== Task goal ==
Present every line of the items below as a Markdown table with the columns Row and Line, numbering each row and omitting blank lines. Leave the pictures out of the answer.

== The records ==
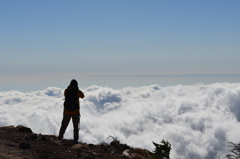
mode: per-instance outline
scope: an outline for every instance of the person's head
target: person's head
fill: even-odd
[[[77,80],[73,79],[73,80],[70,82],[70,86],[71,86],[71,87],[74,87],[74,88],[78,88]]]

== Output of the task ==
| Row | Line |
|---|---|
| 1 | mode: per-instance outline |
| 2 | scope: an outline for every instance of the person's head |
| 3 | target: person's head |
| 4 | fill: even-odd |
| 5 | [[[77,80],[73,79],[73,80],[70,82],[70,86],[71,86],[71,87],[74,87],[74,88],[78,88]]] |